** Exercise brief **
Rewrite the Statutory Sick Pay text from "SSP is now payable" to "the right thing.", changing "sickness absence" to "sick leave".

Statutory Sick Pay (SSP) provides financial support to an employee when they are off work sick. Those on low pay may be able to receive additional help through the welfare system, depending on their personal circumstances. You may be aware that my colleagues in the Department for Work and Pensions have run a consultation containing a number of proposals aiming to reduce ill health-related job loss and support disabled people and those with health conditions to stay in and thrive in work. This includes proposals to reform SSP. A response to the consultation will be published in due course and I look forward to reading this. I would add that SSP is the legal minimum and many employees do receive more than this.
SSP is now payable from the first day of sickness absence (as opposed to day four) where an individual is sick, self-isolating or shielding due to COVID-19. Eligibility has also been extended to those told to self-isolate due to a member of a household (including linked or extended household) displaying symptoms, or testing positive for COVID-19, having been in close contact with someone who has tested positive for COVID-19, or before being admitted to hospital prior to planned or elective surgery. These measures are in place to ensure that everyone is supported to do the right thing.

Data excerpts:
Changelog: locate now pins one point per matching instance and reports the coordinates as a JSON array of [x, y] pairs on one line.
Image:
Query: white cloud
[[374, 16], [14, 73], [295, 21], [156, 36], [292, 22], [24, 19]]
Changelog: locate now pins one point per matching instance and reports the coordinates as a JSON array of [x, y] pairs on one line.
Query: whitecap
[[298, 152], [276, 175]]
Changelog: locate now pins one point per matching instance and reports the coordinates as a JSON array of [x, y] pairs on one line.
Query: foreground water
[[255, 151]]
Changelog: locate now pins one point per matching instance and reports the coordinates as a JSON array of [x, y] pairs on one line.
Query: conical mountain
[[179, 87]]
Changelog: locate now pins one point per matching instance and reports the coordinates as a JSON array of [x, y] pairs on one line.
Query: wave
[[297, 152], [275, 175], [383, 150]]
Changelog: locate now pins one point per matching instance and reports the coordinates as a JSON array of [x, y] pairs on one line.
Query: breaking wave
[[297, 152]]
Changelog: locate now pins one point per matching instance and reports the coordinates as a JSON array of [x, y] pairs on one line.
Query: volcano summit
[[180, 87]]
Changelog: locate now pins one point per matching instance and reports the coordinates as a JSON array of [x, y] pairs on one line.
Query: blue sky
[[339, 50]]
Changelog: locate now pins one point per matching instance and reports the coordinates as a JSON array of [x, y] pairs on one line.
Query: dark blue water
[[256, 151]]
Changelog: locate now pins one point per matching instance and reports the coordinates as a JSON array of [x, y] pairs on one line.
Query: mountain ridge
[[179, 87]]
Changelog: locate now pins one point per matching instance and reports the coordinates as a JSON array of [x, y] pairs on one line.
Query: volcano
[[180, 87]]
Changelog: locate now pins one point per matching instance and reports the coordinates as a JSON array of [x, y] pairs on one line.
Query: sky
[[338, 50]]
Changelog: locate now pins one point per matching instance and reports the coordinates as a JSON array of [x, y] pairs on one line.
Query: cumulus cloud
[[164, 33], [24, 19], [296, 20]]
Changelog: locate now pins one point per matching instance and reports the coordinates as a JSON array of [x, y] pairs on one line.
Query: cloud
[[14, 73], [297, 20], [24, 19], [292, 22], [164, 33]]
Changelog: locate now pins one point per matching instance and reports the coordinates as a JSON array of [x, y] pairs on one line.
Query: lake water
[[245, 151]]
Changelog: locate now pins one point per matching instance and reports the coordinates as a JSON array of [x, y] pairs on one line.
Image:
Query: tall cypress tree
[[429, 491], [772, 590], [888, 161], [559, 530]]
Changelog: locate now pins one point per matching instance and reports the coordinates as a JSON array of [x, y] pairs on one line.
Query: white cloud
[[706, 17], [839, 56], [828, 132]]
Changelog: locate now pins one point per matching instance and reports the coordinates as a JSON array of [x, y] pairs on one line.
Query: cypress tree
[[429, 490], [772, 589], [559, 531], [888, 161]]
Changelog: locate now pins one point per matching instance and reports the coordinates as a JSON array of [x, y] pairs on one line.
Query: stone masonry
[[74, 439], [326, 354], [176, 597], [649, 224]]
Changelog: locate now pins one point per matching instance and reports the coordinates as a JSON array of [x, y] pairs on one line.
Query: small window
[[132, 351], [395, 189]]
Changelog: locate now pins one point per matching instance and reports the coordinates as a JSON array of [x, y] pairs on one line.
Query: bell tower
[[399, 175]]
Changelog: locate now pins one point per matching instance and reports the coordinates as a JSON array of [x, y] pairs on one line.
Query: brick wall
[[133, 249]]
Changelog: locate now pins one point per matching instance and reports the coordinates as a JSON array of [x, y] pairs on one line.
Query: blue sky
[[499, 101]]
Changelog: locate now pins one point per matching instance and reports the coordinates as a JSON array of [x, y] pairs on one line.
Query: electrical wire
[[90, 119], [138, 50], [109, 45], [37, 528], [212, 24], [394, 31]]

** Finished task **
SSP is now payable from the first day of sick leave (as opposed to day four) where an individual is sick, self-isolating or shielding due to COVID-19. Eligibility has also been extended to those told to self-isolate due to a member of a household (including linked or extended household) displaying symptoms, or testing positive for COVID-19, having been in close contact with someone who has tested positive for COVID-19, or before being admitted to hospital prior to planned or elective surgery. These measures are in place to ensure that everyone is supported to do the right thing.